Hospitals ready doctor guidelines for ventilator shortage
Aug. 9, 2020 PLYMOUTH VOICE.
Plymouth Michigan News
With an uncertain future ahead, Detroit area hospitals and doctors are readying guidelines for patients with ventilators in the event of shortage. With the surge of critically ill patients they’re telling their staff which patients should and should not get the devices, based on their short-term survival rate – in other words who will live or die.
Last month an intercepted policy letter authored by Henry Ford Hospital stated their plan to ration ventilators with the sobering fact that should the hospital run short some patents will be denied the critically needed life-saving devices.
“Some patents will be extremely sick and very unlikely to survive their illness even with critical treatment. Treating these patients would take away resources for patients who might survive. Patients who are not eligible for ICU or ventilator care will receive treatment for pain control and comfort measures…”
The letter addressed to patients, families and community was never mailed after it was discovered and publicized. It was a preview of how doctors now have to deal with the unprecedented strain caused by the COVID-19 virus. Doctors admit it’s a terrifying situation as they try to answer tough questions from family members who plead for more treatment for their loved-ones.
The Henry Ford Health System triage plan established who would receive full care based on age; health status and the severity of the illness and the rest would be simply given “comfort care.”
Published instructions to hospital doctors and staff dictate that a ventilator should not go to a patient with no chance of survival and those who would not meet the criteria for ICU admission, because of a progressive illness or conditions expected to result in near-term mortality.

*Available data*
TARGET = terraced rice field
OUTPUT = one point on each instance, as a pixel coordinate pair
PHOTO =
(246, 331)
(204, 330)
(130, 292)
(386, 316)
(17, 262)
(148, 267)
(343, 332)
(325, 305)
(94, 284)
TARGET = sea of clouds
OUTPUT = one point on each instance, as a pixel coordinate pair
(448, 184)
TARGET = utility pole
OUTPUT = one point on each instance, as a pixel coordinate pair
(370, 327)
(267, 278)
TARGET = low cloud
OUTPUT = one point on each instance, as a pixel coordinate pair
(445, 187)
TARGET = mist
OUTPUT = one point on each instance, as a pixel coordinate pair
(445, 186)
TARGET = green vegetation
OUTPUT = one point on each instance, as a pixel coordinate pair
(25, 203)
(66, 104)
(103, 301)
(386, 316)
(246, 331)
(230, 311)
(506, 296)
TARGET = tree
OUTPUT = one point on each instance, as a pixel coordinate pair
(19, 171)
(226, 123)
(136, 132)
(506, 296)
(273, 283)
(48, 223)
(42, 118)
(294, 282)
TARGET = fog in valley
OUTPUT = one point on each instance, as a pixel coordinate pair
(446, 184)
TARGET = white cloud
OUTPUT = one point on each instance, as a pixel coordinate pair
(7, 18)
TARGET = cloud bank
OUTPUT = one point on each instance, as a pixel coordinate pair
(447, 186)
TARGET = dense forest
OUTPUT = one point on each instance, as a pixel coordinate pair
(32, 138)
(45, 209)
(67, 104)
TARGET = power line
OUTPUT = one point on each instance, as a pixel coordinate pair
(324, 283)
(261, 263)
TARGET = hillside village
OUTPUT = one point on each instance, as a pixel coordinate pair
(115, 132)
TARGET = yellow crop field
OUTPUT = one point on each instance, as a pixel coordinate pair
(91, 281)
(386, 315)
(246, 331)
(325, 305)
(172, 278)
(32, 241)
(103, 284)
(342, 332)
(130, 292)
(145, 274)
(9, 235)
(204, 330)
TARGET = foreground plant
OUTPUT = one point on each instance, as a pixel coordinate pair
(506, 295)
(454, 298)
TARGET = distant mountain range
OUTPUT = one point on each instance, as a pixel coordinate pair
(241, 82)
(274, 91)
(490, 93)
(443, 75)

--

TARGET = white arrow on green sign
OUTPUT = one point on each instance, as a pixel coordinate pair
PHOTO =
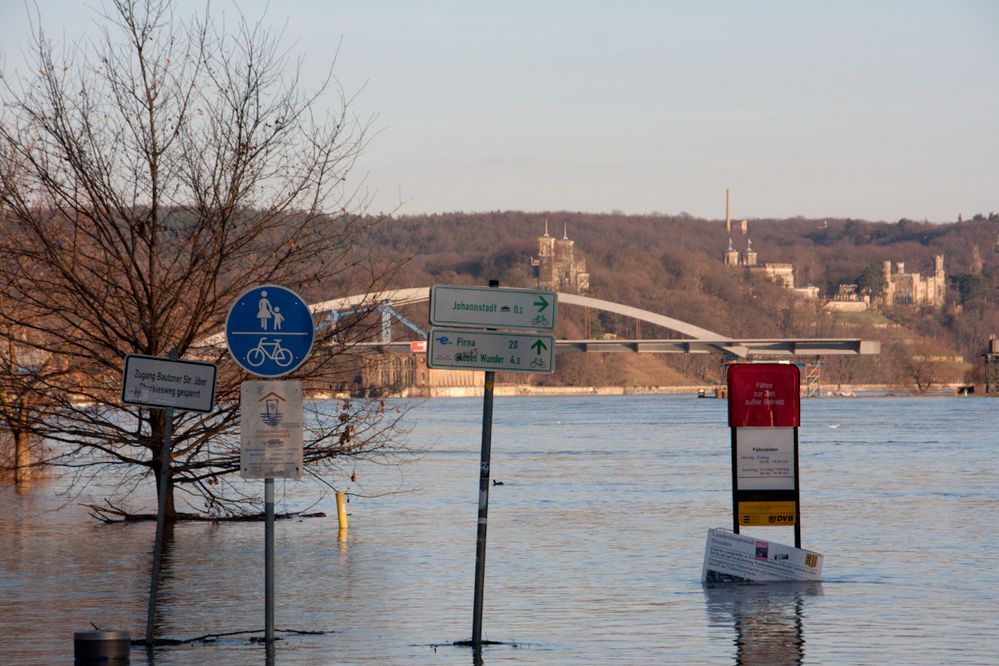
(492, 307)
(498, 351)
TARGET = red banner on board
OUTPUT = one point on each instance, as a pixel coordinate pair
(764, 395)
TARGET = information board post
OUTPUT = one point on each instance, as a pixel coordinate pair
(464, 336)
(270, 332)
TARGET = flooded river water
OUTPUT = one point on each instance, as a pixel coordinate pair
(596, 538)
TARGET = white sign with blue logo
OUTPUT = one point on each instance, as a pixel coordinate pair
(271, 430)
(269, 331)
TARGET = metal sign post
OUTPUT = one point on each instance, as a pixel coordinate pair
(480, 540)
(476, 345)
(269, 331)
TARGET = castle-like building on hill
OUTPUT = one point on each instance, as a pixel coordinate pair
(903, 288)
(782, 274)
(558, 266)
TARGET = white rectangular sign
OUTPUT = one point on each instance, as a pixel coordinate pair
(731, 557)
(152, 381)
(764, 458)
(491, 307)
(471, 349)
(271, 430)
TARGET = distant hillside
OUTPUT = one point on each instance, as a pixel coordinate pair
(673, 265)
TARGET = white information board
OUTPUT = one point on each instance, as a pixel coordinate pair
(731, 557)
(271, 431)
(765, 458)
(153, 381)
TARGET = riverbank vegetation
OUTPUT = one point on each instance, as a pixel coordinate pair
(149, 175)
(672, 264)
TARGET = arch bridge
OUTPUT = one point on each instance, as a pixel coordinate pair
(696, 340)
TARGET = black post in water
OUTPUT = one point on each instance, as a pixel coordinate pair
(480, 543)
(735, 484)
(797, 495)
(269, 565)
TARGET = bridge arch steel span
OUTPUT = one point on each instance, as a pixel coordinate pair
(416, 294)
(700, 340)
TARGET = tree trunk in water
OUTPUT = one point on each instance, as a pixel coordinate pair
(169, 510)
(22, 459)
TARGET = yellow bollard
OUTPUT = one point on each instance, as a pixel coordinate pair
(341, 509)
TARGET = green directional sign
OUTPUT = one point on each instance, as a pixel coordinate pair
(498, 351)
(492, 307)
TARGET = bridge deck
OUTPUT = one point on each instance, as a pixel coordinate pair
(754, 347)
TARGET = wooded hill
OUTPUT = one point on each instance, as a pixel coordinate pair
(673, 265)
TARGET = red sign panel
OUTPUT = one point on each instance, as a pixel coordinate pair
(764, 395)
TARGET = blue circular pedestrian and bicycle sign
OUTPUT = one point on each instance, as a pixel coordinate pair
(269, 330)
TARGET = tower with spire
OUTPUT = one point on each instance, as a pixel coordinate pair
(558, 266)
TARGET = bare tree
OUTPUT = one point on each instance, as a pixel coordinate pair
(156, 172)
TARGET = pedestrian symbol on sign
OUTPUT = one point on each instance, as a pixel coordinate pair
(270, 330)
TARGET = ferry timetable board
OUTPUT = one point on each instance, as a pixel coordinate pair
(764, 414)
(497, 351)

*Task objective*
For each statement below, state whether it agrees with the ventilator article above. Answer yes or no, and quote the article's deciding words.
1. The Henry Ford Hospital letter was mailed to patients, families and the community.
2. The Henry Ford Health System triage plan took a patient's age into account.
3. Patients not eligible for ICU or ventilator care would receive treatment for pain control and comfort measures.

*Solution to this exercise*
1. No: "The letter addressed to patients, families and community was never mailed after it was discovered and publicized."
2. Yes: "established who would receive full care based on age; health status and the severity of the illness"
3. Yes: "Patients who are not eligible for ICU or ventilator care will receive treatment for pain control and comfort measures"